▶ What needs to be done
Find every line in the data below that contains the word "belly" and copy each of those lines out in full.
** BEGIN Input material **
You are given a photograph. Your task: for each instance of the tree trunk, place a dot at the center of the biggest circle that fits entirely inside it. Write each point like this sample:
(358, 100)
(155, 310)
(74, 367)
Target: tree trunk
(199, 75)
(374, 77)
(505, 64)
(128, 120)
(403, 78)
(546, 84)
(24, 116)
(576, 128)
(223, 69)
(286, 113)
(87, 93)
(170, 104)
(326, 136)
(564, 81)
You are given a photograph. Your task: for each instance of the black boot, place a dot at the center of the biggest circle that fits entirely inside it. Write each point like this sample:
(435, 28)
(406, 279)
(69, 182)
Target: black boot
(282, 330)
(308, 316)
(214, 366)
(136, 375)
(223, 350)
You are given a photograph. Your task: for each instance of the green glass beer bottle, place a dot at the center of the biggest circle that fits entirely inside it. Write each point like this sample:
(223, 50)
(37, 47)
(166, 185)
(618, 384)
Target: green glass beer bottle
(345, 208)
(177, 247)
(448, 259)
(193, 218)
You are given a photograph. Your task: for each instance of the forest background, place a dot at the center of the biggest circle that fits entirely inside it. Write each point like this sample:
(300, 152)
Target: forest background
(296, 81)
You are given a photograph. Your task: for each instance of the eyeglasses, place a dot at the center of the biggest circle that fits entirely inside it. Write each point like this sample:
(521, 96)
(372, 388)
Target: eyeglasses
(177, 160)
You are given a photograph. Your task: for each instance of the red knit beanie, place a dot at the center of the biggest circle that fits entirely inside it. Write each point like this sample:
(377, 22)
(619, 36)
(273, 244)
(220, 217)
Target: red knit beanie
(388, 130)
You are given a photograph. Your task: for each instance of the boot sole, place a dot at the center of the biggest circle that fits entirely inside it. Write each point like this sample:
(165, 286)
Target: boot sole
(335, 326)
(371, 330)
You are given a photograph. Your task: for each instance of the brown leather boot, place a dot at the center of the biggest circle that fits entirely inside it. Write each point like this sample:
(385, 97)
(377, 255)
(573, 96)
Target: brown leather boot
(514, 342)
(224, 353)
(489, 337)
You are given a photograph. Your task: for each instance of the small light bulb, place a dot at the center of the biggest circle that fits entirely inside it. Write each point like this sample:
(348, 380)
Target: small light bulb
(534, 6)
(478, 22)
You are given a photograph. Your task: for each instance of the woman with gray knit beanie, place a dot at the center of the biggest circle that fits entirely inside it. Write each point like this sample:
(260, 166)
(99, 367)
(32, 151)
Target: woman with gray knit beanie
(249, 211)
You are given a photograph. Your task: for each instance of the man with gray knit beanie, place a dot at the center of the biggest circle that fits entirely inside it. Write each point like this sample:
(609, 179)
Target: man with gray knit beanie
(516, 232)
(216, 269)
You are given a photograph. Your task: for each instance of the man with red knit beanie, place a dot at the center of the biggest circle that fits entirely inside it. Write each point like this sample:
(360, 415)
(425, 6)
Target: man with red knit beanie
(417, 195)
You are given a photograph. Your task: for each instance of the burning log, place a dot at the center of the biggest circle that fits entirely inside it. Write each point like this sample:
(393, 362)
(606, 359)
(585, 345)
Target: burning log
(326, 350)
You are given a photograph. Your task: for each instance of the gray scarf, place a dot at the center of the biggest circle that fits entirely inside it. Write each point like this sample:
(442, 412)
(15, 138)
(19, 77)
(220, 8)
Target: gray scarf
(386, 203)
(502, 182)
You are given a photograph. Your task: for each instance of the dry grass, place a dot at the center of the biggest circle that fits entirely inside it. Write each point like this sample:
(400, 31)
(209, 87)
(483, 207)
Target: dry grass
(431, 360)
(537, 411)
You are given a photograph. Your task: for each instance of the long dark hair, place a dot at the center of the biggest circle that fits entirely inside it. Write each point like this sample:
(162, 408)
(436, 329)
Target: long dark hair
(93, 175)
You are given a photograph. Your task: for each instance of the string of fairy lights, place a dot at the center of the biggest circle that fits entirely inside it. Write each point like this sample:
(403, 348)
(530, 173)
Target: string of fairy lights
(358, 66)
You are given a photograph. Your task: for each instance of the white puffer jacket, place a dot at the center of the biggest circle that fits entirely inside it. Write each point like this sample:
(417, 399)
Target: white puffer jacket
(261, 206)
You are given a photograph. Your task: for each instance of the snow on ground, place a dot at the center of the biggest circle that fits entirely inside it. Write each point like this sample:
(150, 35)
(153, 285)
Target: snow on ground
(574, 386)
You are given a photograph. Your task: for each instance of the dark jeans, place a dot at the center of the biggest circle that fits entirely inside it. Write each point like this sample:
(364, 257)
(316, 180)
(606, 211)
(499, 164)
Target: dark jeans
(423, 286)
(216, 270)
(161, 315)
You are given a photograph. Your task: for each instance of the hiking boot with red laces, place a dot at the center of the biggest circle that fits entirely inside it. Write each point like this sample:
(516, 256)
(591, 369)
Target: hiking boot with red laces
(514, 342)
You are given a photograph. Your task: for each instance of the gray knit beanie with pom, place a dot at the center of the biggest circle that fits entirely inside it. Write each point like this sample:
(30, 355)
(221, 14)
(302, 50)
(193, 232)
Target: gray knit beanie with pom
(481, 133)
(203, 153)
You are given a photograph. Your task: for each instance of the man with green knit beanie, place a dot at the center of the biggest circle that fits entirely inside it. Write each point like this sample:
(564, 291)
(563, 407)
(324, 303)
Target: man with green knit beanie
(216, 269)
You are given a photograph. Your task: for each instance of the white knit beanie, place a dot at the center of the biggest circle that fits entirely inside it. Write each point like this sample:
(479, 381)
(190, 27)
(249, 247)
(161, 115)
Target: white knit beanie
** END Input material **
** BEGIN Input material **
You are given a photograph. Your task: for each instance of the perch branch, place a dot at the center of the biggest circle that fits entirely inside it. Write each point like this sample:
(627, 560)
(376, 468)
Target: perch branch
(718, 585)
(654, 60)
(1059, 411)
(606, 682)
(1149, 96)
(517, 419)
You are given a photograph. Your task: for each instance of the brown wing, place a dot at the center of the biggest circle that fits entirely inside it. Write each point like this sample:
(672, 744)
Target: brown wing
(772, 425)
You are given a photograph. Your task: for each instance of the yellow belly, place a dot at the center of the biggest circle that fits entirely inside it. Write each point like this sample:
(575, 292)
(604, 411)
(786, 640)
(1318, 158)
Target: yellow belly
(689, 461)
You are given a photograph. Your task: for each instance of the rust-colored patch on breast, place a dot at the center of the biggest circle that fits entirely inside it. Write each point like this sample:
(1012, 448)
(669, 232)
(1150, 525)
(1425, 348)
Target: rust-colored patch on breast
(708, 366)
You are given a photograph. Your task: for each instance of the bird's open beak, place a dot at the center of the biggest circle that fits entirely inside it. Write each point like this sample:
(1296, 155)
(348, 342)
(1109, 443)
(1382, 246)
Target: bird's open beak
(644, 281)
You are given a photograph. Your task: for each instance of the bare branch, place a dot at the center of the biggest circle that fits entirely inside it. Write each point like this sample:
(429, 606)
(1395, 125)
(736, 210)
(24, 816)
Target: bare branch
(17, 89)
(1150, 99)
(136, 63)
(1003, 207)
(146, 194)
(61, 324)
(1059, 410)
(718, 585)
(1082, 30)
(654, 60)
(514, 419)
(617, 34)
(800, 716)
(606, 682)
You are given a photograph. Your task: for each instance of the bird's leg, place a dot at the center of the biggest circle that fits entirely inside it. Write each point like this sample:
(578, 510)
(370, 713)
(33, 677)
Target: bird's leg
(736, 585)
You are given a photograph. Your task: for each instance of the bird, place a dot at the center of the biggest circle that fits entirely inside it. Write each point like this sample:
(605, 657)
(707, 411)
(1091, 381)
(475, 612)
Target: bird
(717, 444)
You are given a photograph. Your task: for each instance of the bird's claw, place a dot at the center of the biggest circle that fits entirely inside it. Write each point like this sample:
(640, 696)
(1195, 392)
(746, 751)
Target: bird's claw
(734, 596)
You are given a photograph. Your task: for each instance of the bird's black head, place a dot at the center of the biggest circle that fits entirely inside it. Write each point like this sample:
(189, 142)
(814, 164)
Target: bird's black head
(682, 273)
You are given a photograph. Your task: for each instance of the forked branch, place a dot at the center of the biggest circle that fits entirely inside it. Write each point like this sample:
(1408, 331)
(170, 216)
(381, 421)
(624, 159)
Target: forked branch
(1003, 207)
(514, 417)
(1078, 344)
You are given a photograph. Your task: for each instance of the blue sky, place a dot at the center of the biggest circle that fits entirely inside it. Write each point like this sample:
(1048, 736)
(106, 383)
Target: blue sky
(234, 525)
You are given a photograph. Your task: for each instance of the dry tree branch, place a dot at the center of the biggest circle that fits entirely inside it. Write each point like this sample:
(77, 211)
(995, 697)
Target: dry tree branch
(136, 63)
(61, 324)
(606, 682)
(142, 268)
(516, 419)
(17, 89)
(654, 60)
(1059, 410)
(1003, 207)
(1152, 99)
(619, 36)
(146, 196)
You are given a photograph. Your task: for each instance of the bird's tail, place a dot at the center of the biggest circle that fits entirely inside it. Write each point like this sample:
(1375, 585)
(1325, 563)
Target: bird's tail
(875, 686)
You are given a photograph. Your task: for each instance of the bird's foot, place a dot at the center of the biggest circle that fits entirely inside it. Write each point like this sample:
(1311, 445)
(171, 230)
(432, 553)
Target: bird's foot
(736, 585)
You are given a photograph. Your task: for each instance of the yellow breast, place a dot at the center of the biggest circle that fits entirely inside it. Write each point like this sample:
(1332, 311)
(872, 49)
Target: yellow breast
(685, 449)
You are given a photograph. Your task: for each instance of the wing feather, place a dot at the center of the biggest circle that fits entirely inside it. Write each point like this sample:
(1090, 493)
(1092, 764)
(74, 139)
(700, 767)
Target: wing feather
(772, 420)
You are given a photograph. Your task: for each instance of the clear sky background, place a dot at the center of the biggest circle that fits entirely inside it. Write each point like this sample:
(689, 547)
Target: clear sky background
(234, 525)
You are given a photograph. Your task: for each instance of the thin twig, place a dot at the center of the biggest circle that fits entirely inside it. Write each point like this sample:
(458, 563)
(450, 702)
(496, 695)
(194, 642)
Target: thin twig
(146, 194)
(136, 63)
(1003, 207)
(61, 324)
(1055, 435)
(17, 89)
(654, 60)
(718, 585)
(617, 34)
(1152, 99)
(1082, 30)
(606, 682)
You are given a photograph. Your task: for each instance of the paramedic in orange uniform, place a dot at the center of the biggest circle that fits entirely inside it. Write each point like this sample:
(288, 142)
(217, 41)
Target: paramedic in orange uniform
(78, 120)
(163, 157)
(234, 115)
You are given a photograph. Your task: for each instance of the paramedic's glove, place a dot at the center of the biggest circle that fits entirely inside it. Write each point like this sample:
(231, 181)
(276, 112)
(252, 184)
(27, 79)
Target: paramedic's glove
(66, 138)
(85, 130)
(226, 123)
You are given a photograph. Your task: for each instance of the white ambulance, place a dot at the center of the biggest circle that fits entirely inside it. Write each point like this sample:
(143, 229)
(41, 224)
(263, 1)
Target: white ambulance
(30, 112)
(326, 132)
** END Input material **
▶ Problem solution
You are given a photograph. Your task: for each instance of the yellow belly, place a dot at the center of the biggest circle that fits entirely inside it. Write each point like this sample:
Target: yellow belly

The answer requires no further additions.